___ Excerpt to read

At this point we have queried the Twitter API for tweets about relevant companies from the last week. We used our previous NLP code to strip the tweets of all the unimportant information, and then we tagged each tweet with a Vader sentiment score.

Now we will pull in stock price information using YFinance to line up with the date of these tweets.

Query Yahoo Finance Again¶

# Download stock price info for these companies for the past week
stocks_df = yf.download(tickers=tickers, start=((tweet_df.iloc[0])["Date"]), end=(date + timedelta(days=1)).strftime('%Y-%m-%d'))

# Drop unimportant columns
stocks_df.drop(['Adj Close', 'Low', 'High', 'Open', 'Volume'], axis=1, inplace=True)

# Columns are multi-indexed, so flatten this
stocks_df.columns = ['_'.join(multi_col) for multi_col in stocks_df.columns]
stocks_df["Date"] = stocks_df.index
stocks_df.index = list(range(len(stocks_df.index))) # Was originally indexed by the date of the price
stocks_df.head()

______
___ Supplied entries

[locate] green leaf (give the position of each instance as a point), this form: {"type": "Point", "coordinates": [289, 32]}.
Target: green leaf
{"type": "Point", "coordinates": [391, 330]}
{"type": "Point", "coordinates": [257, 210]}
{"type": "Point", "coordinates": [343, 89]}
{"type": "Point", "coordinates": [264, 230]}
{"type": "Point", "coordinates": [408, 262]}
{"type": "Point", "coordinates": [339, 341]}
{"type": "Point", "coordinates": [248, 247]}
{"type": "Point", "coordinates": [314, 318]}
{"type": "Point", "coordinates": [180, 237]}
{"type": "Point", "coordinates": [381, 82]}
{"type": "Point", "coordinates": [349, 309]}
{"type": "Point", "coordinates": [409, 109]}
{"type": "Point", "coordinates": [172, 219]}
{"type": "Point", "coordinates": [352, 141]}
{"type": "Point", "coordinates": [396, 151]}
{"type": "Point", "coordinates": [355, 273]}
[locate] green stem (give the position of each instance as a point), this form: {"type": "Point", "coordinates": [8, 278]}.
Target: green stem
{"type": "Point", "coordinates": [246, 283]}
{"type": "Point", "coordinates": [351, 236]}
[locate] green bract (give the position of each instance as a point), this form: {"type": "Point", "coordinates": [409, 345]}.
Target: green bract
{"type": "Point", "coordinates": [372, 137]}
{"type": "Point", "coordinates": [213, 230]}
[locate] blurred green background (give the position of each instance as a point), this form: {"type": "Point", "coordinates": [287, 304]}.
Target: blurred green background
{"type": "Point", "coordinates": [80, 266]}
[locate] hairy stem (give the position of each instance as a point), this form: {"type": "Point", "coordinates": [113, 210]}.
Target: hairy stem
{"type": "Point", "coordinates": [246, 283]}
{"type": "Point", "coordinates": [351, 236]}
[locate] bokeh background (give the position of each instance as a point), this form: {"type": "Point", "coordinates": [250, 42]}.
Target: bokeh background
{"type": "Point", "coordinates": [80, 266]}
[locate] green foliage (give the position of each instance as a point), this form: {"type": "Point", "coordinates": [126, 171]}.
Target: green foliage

______

### Jobs
a: Copy the stretch of the stock price excerpt from "# Columns are" through "stocks_df.head()".
b: Answer these questions using the stock price excerpt:
(i) What kind of score was each tweet tagged with?
(ii) What tool is used to pull in the stock price information?
(iii) Which columns are dropped from the downloaded price data?
c: Pick up the stock price excerpt after its last line and continue it.

### Solved tasks
a:
# Columns are multi-indexed, so flatten this
stocks_df.columns = ['_'.join(multi_col) for multi_col in stocks_df.columns]
stocks_df["Date"] = stocks_df.index
stocks_df.index = list(range(len(stocks_df.index))) # Was originally indexed by the date of the price
stocks_df.head()

b:
(i) A Vader sentiment score
(ii) YFinance
(iii) 'Adj Close', 'Low', 'High', 'Open' and 'Volume'

c:
[*********************100%***********************]  5 of 5 completed

Now we want to actually tidy our stocks dataset since we also want to line it up with our tweets. We will use pd.melt to do so. Then we can merge this dataframe with our Tweets dataframe to look at close prices corresponding to the date of tweets about that company.

Merge Stocks and Tweets¶

# Tidy the stocks dataframe
stocks_df = pd.melt(stocks_df, id_vars=["Date"], value_vars=["Close_AAPL", "Close_COF", "Close_CVS", "Close_WMT", "Close_XOM"])
stocks_df.columns = ["Date", "Symbol", "Close"]

# Remove the "Close_" from what used to be column names
stocks_df["Symbol"] = stocks_df["Symbol"].str[6:]

# Write out the date as a string so we can merge on it
stocks_df["Date"] = stocks_df["Date"].dt.strftime('%Y-%m-%d')

# Merge the Tweet dataframe with the stocks dataframe
tweet_df = tweet_df.merge(stocks_df, how="left", on=["Date", "Symbol"])
tweet_df[4:7]

This dataframe now has a lot of interesting information. Each record in the table tells us about how people felt about a company on a certain date along with a numeric sentiment score and a stock price on that day.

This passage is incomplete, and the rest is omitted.